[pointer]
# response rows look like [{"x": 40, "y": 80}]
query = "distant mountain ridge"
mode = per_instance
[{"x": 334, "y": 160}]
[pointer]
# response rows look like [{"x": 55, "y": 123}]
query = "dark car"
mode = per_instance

---

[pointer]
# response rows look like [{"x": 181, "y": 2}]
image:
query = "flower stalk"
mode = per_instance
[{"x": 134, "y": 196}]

[Task]
Which lines in the records contain the string "query"? Gather each of them in full.

[Full answer]
query = "distant mountain ridge"
query = "dark car"
query = "flower stalk"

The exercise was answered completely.